__Exercise directions__
All the data below goes into the copy word for word, but the pictures don't.

━━━━━ Data for the task

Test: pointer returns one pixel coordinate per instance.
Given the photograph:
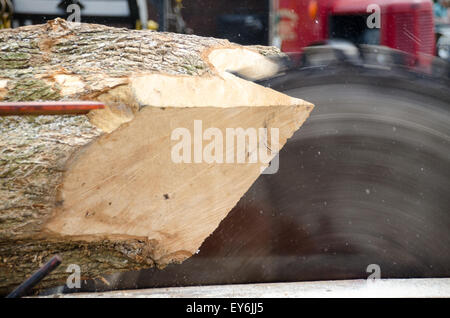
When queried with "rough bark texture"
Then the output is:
(63, 61)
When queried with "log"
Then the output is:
(125, 188)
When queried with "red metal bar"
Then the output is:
(48, 108)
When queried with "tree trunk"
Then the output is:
(104, 190)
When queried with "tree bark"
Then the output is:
(101, 190)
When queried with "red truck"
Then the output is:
(406, 25)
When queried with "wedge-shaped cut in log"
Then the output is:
(108, 191)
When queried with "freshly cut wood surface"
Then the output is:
(103, 190)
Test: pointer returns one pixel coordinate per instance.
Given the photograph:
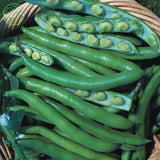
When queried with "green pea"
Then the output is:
(36, 55)
(46, 58)
(88, 27)
(122, 26)
(152, 40)
(104, 42)
(106, 26)
(28, 51)
(62, 32)
(76, 36)
(13, 48)
(71, 25)
(115, 16)
(96, 9)
(82, 93)
(49, 28)
(100, 96)
(117, 101)
(92, 39)
(78, 6)
(55, 21)
(53, 2)
(124, 47)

━━━━━━━━━━

__Solution for this task__
Test: pointer returns one pixel coordinate per instance.
Given the photograph:
When queried with "rough bark texture"
Then the output is:
(63, 61)
When queried with "log"
Then the output is:
(125, 188)
When queried with "red metal bar"
Then the output is:
(48, 108)
When queried with "tree trunk"
Then the output is:
(104, 190)
When queried with "tree bark"
Then the output is:
(101, 190)
When queried with "red truck"
Then the output is:
(406, 25)
When queried with "wedge-shaped cut in log"
Then the output is:
(108, 191)
When queried with "freshly cut wood surface"
Then the output is:
(103, 190)
Test: pointer returns one pixel coordinate per instance.
Given the photograph:
When queried with "green pea"
Then the output is:
(36, 55)
(46, 58)
(88, 27)
(122, 26)
(152, 40)
(104, 42)
(106, 26)
(28, 51)
(62, 32)
(76, 36)
(13, 48)
(71, 25)
(115, 16)
(96, 9)
(82, 93)
(49, 28)
(100, 96)
(117, 101)
(92, 39)
(78, 6)
(55, 21)
(53, 2)
(124, 47)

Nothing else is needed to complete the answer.